Extracted data entries
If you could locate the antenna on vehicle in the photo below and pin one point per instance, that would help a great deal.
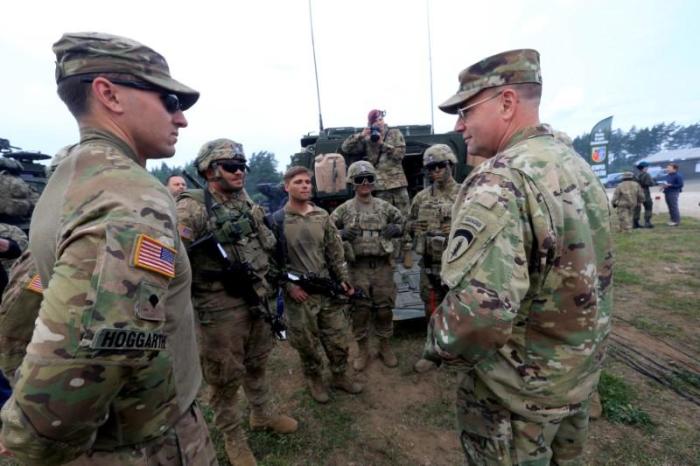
(430, 68)
(313, 49)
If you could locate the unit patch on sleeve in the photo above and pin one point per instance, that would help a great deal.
(35, 285)
(151, 254)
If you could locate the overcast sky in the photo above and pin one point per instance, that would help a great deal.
(252, 62)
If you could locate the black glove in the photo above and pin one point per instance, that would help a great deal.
(349, 234)
(392, 230)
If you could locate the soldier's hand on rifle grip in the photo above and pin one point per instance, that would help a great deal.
(298, 294)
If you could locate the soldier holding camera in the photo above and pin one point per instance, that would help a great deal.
(384, 148)
(230, 249)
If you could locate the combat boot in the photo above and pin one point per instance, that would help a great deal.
(237, 449)
(262, 419)
(360, 362)
(343, 382)
(317, 389)
(386, 354)
(423, 365)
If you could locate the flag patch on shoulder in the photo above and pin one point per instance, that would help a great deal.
(35, 284)
(151, 254)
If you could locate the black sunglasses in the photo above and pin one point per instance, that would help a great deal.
(435, 165)
(362, 178)
(232, 167)
(170, 101)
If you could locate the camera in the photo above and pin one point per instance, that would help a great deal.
(375, 132)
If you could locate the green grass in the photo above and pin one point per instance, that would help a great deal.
(619, 403)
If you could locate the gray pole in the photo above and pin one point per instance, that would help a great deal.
(313, 49)
(430, 69)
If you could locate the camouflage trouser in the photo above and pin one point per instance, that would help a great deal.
(492, 435)
(432, 291)
(319, 319)
(375, 276)
(187, 443)
(648, 207)
(234, 349)
(624, 218)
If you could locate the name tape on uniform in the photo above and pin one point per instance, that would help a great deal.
(124, 339)
(151, 254)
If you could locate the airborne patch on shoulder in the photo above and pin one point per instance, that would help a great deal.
(462, 239)
(124, 339)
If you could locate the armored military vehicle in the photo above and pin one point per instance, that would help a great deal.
(418, 139)
(32, 172)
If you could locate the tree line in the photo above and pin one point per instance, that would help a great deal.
(627, 147)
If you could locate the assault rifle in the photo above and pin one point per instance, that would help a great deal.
(239, 280)
(314, 284)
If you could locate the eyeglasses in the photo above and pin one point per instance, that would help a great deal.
(462, 112)
(435, 165)
(232, 167)
(361, 179)
(170, 101)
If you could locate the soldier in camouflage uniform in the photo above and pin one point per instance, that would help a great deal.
(111, 373)
(529, 270)
(230, 250)
(645, 182)
(429, 223)
(627, 197)
(314, 247)
(385, 153)
(368, 225)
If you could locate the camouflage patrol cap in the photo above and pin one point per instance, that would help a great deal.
(361, 167)
(439, 153)
(95, 52)
(218, 149)
(512, 67)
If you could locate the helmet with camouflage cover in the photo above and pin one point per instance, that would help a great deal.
(439, 153)
(218, 149)
(361, 167)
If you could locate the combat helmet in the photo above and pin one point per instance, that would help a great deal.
(361, 167)
(439, 153)
(218, 149)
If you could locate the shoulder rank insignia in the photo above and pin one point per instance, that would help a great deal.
(35, 284)
(151, 254)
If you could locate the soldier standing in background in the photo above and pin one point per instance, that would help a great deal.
(627, 197)
(529, 300)
(230, 250)
(111, 370)
(429, 222)
(369, 224)
(310, 245)
(645, 181)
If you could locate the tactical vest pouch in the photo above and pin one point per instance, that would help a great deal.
(330, 173)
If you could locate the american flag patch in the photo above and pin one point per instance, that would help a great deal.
(153, 255)
(35, 284)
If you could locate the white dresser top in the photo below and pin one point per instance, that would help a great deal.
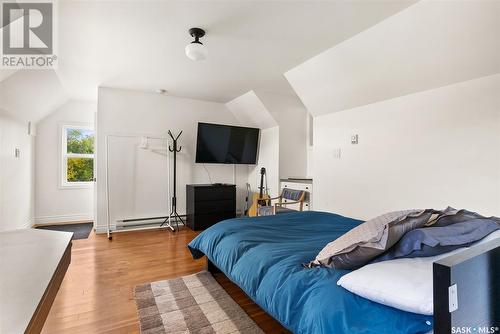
(28, 260)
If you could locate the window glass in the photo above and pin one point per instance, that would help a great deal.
(80, 141)
(80, 169)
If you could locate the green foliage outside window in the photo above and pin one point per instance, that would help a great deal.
(80, 141)
(80, 169)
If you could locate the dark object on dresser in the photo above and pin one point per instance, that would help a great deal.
(208, 204)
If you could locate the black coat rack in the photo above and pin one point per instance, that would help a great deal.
(173, 212)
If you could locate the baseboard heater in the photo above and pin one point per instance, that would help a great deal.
(133, 224)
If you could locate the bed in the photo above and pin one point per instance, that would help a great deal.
(263, 256)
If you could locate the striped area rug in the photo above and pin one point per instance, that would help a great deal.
(190, 304)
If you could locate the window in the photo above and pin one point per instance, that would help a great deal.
(77, 156)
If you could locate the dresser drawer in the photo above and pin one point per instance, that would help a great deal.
(214, 206)
(218, 193)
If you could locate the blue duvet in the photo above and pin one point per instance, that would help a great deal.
(263, 256)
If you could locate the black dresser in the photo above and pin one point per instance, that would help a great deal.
(208, 204)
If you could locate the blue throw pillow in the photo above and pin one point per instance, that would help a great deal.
(435, 240)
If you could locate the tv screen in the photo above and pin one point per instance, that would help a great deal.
(223, 144)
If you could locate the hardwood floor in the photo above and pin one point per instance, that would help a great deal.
(96, 295)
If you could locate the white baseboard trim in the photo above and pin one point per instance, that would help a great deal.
(101, 229)
(47, 220)
(30, 223)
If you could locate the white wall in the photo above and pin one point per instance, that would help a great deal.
(430, 149)
(269, 152)
(291, 116)
(53, 203)
(143, 113)
(16, 175)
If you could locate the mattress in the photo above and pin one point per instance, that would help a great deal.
(264, 257)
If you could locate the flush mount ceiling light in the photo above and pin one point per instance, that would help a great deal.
(196, 50)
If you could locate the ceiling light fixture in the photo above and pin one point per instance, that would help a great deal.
(196, 50)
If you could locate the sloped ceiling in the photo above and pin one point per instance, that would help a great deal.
(29, 95)
(140, 45)
(428, 45)
(250, 111)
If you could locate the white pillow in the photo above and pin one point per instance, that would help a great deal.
(405, 284)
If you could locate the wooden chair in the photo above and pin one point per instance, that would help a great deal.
(291, 196)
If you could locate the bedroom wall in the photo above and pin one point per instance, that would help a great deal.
(430, 149)
(16, 174)
(269, 158)
(143, 113)
(291, 116)
(53, 203)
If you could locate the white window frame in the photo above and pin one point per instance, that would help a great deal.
(64, 155)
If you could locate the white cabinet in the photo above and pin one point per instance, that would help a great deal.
(305, 185)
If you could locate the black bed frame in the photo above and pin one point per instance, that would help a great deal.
(466, 290)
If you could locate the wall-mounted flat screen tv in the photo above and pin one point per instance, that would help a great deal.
(224, 144)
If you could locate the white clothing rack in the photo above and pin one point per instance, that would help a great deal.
(144, 222)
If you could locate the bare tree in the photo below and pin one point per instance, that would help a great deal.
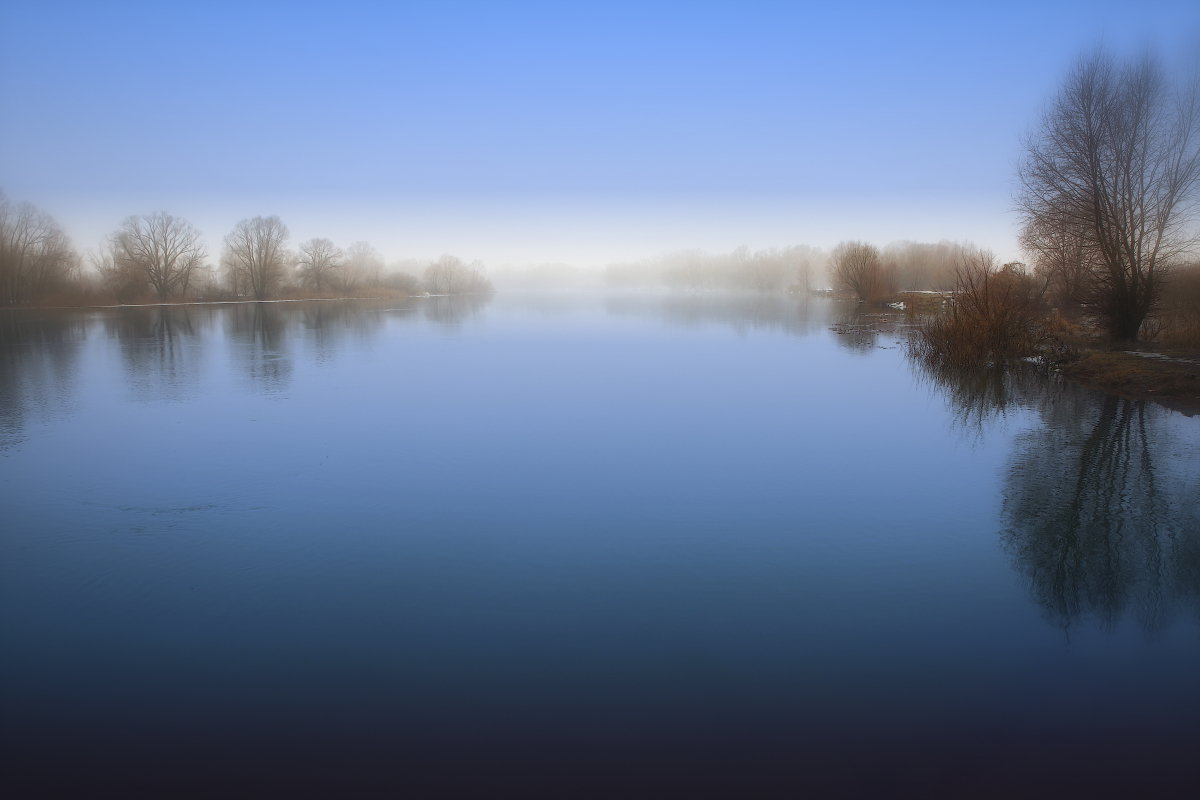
(256, 258)
(450, 275)
(1062, 262)
(163, 248)
(35, 254)
(319, 263)
(1116, 161)
(857, 266)
(361, 268)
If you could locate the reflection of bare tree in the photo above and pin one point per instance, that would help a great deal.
(1090, 521)
(1101, 511)
(39, 355)
(454, 310)
(976, 396)
(259, 332)
(743, 312)
(858, 329)
(328, 325)
(160, 349)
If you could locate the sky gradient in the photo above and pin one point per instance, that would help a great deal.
(526, 132)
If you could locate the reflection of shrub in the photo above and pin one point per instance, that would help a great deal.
(1179, 322)
(857, 268)
(997, 316)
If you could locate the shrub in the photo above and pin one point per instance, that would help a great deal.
(996, 316)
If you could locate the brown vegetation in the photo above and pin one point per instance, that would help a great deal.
(996, 317)
(1108, 184)
(857, 268)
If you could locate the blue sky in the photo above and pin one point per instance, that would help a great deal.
(546, 132)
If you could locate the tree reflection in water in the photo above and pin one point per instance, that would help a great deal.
(258, 332)
(1099, 501)
(39, 361)
(1092, 523)
(161, 350)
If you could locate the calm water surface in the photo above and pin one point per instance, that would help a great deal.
(621, 545)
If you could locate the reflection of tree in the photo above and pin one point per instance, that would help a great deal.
(328, 325)
(258, 331)
(1090, 521)
(160, 349)
(976, 396)
(454, 310)
(1101, 511)
(742, 312)
(39, 355)
(858, 330)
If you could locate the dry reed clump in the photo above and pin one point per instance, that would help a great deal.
(1177, 322)
(996, 317)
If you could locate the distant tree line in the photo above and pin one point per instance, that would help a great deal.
(162, 258)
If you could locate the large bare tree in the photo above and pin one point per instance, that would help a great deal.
(319, 264)
(256, 256)
(361, 266)
(163, 248)
(1115, 164)
(35, 254)
(856, 266)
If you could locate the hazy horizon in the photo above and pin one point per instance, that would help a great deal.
(535, 133)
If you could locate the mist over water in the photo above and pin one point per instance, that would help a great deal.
(589, 542)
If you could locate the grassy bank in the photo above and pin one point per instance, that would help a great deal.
(1170, 377)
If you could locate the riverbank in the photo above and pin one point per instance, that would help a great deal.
(1169, 377)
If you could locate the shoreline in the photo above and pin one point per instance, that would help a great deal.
(1168, 377)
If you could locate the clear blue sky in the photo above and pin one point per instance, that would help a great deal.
(546, 131)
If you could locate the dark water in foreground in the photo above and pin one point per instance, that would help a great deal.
(630, 546)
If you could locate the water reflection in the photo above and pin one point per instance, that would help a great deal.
(258, 332)
(454, 310)
(330, 326)
(39, 361)
(161, 349)
(1091, 519)
(1099, 497)
(742, 312)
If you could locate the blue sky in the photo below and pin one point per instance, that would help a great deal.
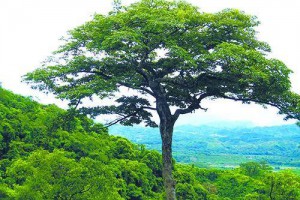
(30, 31)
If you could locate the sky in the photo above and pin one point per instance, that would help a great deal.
(30, 30)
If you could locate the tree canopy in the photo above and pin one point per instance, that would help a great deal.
(189, 55)
(171, 55)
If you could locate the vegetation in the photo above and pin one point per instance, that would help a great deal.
(171, 53)
(49, 153)
(223, 145)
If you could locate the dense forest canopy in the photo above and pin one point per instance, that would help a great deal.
(49, 153)
(172, 53)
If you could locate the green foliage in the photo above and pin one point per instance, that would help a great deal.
(167, 49)
(46, 157)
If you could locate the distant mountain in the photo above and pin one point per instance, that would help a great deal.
(224, 145)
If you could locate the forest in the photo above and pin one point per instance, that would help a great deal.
(224, 145)
(50, 153)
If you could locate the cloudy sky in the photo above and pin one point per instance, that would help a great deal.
(30, 31)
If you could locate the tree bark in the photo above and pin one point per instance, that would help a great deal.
(166, 126)
(166, 131)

_What needs to be done:_ A reply should hold exactly the lines from the one containing "If you could locate the distant mountain" through the end of the data above, nothing more.

_Expected output:_
If you could locate the distant mountain in the photo above and pin one point per instance, that would help a great deal.
(224, 145)
If you could locate the forest in the photo above and pin one point per instance, that would help a great deal.
(224, 145)
(50, 153)
If you could locate the cloudy sky in the photo above and pin one point per instance, that would help a great deal.
(30, 31)
If you could locate the tree bark in the photo above and pin one point per instance, that would help a great deal.
(166, 126)
(166, 131)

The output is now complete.